**Исходный отрывок**:
--------------------
Сказывалось переутомление. Женя страдала бессонницей, другим снились мечущиеся лучи прожекторов — сон был тревожным.
В станице Ассиновской мы стояли долго, почти полгода, и жили в своем общежитии спаянной, дружной коммуной. Нас объединяли, в первую очередь, наша общая боевая работа, наше страстное желание прогнать врага с русской земли. Все мы были равны перед смертельной опасностью, которая грозила нам ночью в воздухе и днем на земле, когда мы спали (фашисты постоянно искали наш аэродром, несколько раз сбрасывали бомбы рядом). Ночные полеты в лучах прожекторов, в огне зениток, когда рядом нет никого, только твой штурман в задней кабине, или твоя летчица впереди, когда остается надеяться только друг на друга, такое, конечно, роднило нас. Мы дружили с нашими техниками и вооруженцами, от умения которых подчас зависела наша жизнь. Они это понимали, готовили машины к полету исключительно добросовестно и каждый раз с волнением ожидали нашего возвращения с задания. И когда мы, вернувшись, говорили, что мотор работал хорошо, для техника это было высшей похвалой.
--------------------
**Набор записей**:
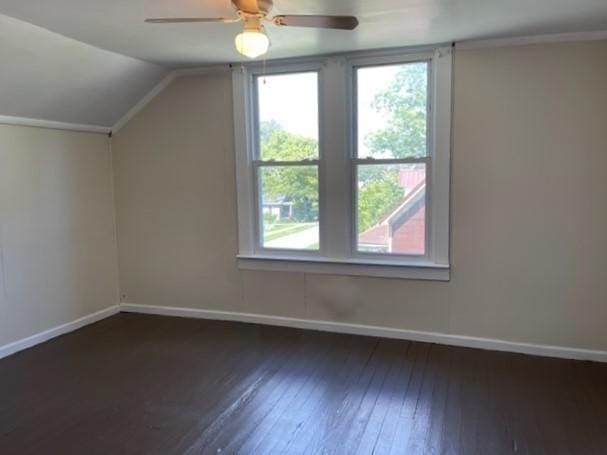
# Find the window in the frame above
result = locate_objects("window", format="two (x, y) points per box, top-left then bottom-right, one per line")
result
(254, 72), (320, 251)
(233, 48), (452, 280)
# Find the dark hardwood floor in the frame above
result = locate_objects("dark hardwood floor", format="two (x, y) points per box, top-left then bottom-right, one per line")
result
(0, 314), (607, 455)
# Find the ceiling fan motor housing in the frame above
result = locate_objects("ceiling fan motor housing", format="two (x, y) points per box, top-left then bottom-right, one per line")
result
(231, 0), (274, 16)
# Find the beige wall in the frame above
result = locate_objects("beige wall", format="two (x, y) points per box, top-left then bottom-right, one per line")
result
(113, 42), (607, 350)
(0, 125), (118, 346)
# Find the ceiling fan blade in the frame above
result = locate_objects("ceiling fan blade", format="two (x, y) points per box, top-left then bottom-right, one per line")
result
(272, 14), (358, 30)
(145, 17), (240, 24)
(232, 0), (262, 14)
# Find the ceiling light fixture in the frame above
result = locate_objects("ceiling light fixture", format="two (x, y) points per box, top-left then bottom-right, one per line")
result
(145, 0), (358, 58)
(235, 19), (270, 58)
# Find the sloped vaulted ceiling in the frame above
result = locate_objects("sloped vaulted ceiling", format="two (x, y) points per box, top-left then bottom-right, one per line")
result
(0, 15), (169, 127)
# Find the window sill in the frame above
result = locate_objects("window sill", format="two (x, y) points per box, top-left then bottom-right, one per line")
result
(237, 255), (451, 281)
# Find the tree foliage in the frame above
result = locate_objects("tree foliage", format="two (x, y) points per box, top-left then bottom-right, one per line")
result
(260, 121), (318, 222)
(366, 63), (428, 158)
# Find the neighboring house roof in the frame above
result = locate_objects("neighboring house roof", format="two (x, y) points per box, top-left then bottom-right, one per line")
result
(358, 181), (426, 254)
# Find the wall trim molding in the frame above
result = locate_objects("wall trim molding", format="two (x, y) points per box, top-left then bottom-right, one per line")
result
(0, 115), (112, 134)
(110, 65), (230, 134)
(0, 305), (120, 359)
(455, 30), (607, 49)
(120, 303), (607, 362)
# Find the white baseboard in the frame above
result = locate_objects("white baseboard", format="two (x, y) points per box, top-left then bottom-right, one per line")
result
(120, 303), (607, 362)
(0, 305), (120, 359)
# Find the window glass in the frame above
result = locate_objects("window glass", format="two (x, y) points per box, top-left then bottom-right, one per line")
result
(255, 72), (318, 161)
(259, 165), (319, 250)
(356, 62), (428, 159)
(356, 164), (426, 255)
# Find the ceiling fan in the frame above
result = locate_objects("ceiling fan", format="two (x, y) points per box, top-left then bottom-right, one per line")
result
(145, 0), (358, 58)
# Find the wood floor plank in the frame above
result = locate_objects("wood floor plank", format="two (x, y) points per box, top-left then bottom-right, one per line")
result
(0, 314), (607, 455)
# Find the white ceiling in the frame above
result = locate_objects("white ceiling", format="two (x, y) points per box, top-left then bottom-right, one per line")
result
(0, 15), (167, 126)
(0, 0), (607, 66)
(0, 0), (607, 126)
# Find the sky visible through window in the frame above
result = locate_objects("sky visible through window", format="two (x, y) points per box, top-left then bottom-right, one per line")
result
(258, 65), (399, 158)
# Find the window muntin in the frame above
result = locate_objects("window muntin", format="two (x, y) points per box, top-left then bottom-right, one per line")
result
(353, 61), (430, 256)
(253, 71), (320, 252)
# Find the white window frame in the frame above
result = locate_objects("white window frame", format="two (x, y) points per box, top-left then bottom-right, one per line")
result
(232, 46), (452, 281)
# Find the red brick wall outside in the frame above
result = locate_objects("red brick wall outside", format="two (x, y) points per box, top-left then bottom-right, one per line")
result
(392, 206), (426, 254)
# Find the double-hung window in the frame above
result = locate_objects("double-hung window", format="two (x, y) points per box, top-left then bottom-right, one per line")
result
(233, 47), (452, 280)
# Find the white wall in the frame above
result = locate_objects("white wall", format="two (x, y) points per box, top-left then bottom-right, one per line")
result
(0, 125), (119, 346)
(113, 42), (607, 350)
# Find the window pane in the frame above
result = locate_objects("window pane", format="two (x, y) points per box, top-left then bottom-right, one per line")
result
(259, 166), (319, 250)
(356, 62), (428, 158)
(357, 164), (426, 255)
(256, 73), (318, 161)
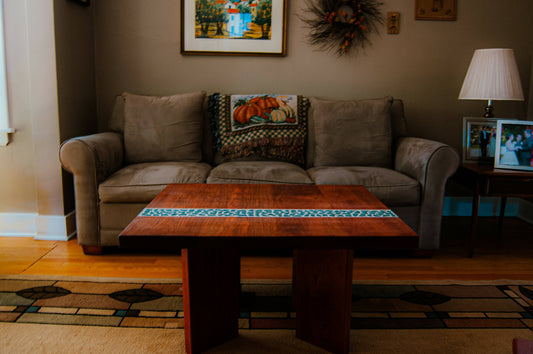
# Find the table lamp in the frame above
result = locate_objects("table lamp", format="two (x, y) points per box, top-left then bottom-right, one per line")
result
(459, 48), (524, 118)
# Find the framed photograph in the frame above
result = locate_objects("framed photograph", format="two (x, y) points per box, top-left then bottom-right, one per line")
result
(494, 120), (533, 171)
(415, 0), (457, 21)
(181, 0), (287, 56)
(463, 117), (498, 164)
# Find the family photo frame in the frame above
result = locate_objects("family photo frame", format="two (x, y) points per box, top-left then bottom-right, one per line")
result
(463, 117), (498, 165)
(181, 0), (288, 56)
(494, 120), (533, 171)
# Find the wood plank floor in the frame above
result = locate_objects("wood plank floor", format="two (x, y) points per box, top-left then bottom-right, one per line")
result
(0, 217), (533, 280)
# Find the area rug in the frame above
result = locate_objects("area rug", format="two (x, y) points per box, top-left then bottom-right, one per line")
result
(0, 277), (533, 353)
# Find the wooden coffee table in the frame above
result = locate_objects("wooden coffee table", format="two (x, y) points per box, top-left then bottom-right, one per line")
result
(119, 184), (418, 353)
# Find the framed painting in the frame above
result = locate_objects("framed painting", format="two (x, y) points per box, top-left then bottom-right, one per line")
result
(415, 0), (457, 21)
(463, 117), (498, 164)
(181, 0), (287, 56)
(494, 120), (533, 171)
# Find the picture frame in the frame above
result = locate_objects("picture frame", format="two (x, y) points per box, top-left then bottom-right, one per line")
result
(415, 0), (457, 21)
(69, 0), (91, 6)
(180, 0), (287, 56)
(463, 117), (498, 165)
(494, 120), (533, 171)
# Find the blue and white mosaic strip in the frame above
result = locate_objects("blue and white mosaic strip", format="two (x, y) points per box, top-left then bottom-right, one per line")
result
(139, 208), (398, 218)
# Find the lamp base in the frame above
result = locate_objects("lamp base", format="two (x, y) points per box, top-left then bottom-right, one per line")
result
(483, 105), (494, 118)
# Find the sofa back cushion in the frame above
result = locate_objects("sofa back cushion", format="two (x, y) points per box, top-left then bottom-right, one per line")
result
(122, 91), (205, 163)
(308, 97), (393, 167)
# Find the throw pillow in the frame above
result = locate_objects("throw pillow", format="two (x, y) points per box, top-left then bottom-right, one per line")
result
(309, 97), (392, 167)
(123, 91), (205, 163)
(209, 94), (309, 165)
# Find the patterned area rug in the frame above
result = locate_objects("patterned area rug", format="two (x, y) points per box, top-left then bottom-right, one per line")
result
(0, 278), (533, 331)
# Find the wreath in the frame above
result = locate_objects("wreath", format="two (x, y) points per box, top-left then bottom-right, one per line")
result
(302, 0), (384, 56)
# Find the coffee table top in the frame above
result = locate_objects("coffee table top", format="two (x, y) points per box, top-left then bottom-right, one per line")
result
(119, 184), (418, 249)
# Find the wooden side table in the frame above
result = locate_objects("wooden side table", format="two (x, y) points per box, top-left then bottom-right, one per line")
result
(456, 163), (533, 257)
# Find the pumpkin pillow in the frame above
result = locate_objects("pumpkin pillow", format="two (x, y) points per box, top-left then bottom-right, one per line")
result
(209, 94), (309, 165)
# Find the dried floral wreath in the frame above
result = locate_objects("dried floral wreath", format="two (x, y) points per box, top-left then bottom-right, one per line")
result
(301, 0), (384, 56)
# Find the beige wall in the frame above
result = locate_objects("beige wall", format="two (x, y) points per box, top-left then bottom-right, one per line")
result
(95, 0), (533, 148)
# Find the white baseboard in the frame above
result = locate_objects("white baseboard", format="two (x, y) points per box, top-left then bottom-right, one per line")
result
(0, 212), (76, 241)
(442, 197), (533, 224)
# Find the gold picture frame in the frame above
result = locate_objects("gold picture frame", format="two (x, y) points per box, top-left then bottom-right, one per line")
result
(415, 0), (457, 21)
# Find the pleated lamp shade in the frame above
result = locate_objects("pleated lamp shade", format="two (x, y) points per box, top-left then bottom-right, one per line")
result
(459, 48), (524, 101)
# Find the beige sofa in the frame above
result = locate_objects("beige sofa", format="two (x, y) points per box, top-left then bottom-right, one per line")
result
(60, 92), (459, 254)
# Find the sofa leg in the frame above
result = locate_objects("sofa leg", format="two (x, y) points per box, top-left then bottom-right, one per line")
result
(81, 245), (104, 256)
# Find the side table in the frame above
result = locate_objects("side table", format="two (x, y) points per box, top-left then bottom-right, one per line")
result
(456, 163), (533, 257)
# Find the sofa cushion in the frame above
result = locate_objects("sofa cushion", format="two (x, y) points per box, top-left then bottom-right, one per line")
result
(307, 166), (420, 207)
(309, 97), (392, 167)
(123, 91), (205, 163)
(98, 162), (211, 203)
(207, 161), (313, 184)
(209, 94), (308, 165)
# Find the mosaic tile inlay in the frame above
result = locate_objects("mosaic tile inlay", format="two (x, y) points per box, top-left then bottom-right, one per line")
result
(0, 279), (533, 330)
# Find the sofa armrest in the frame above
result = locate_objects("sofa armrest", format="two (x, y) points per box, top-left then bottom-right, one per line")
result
(394, 137), (459, 249)
(59, 133), (124, 245)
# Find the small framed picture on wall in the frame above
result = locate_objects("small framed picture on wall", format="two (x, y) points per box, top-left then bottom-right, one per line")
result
(494, 120), (533, 171)
(415, 0), (457, 21)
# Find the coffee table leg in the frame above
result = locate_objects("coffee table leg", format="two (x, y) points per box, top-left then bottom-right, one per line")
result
(181, 248), (240, 353)
(293, 250), (353, 353)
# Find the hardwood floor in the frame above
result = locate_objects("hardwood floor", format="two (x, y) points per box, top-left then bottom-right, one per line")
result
(0, 217), (533, 280)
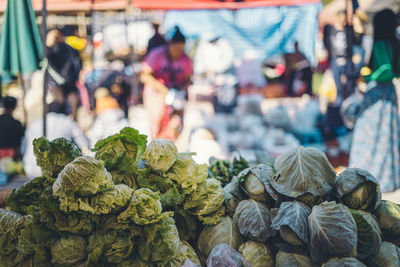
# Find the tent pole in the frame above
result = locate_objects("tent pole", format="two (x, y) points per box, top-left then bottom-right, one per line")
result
(42, 0), (48, 137)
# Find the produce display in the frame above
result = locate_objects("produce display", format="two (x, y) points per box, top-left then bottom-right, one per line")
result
(0, 128), (400, 267)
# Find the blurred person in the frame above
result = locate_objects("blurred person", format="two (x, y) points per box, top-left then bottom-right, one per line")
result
(46, 30), (82, 120)
(24, 102), (89, 178)
(146, 22), (167, 55)
(349, 9), (400, 192)
(141, 27), (193, 140)
(194, 33), (234, 74)
(0, 96), (25, 158)
(87, 88), (129, 147)
(284, 41), (312, 96)
(324, 10), (355, 139)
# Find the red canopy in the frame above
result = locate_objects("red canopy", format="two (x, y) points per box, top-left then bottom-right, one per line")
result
(0, 0), (320, 12)
(132, 0), (320, 10)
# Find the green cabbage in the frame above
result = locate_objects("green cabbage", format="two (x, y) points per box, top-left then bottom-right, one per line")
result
(350, 210), (382, 259)
(6, 176), (54, 215)
(33, 137), (81, 178)
(51, 235), (87, 267)
(335, 168), (382, 210)
(272, 201), (311, 246)
(165, 153), (208, 194)
(53, 156), (114, 212)
(110, 171), (138, 190)
(90, 184), (133, 215)
(239, 241), (274, 267)
(118, 188), (173, 225)
(365, 242), (400, 267)
(164, 241), (200, 267)
(275, 250), (313, 267)
(143, 139), (178, 172)
(197, 217), (243, 261)
(270, 146), (336, 203)
(375, 200), (400, 245)
(322, 257), (366, 267)
(308, 202), (357, 264)
(137, 173), (185, 209)
(233, 199), (275, 242)
(183, 179), (224, 219)
(137, 217), (180, 264)
(93, 127), (147, 174)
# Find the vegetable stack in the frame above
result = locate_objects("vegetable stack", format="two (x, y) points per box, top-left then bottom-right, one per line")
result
(0, 128), (400, 267)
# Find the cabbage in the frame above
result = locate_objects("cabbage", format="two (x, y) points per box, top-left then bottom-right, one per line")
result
(93, 127), (147, 174)
(350, 210), (382, 259)
(275, 250), (313, 267)
(51, 235), (87, 267)
(272, 201), (311, 246)
(165, 241), (200, 267)
(33, 137), (81, 178)
(118, 188), (173, 225)
(233, 199), (275, 242)
(239, 241), (274, 267)
(6, 176), (54, 215)
(137, 173), (185, 209)
(110, 171), (138, 190)
(143, 139), (178, 172)
(207, 244), (251, 267)
(365, 242), (400, 267)
(53, 156), (114, 212)
(183, 179), (224, 220)
(197, 217), (243, 261)
(270, 146), (336, 203)
(335, 168), (382, 210)
(165, 153), (208, 194)
(90, 184), (133, 215)
(375, 200), (400, 245)
(308, 202), (357, 264)
(137, 217), (180, 264)
(322, 257), (366, 267)
(238, 164), (274, 203)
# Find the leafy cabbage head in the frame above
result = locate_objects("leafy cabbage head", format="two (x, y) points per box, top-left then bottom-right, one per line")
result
--------------------
**Задание**: Определите, соответствуют ли отрывку о жизни в станице Ассиновской три утверждения: (a) стоянка в станице Ассиновской длилась почти полгода; (b) фашисты ни разу не сбрасывали бомбы рядом с аэродромом; (c) высшей похвалой для техника были слова о том, что мотор работал хорошо. Для каждого ответьте «да» или «нет» и приведите дословно решающие слова отрывка.

**Ответ**:
(a) Да: «В станице Ассиновской мы стояли долго, почти полгода».
(b) Нет: «несколько раз сбрасывали бомбы рядом».
(c) Да: «И когда мы, вернувшись, говорили, что мотор работал хорошо, для техника это было высшей похвалой».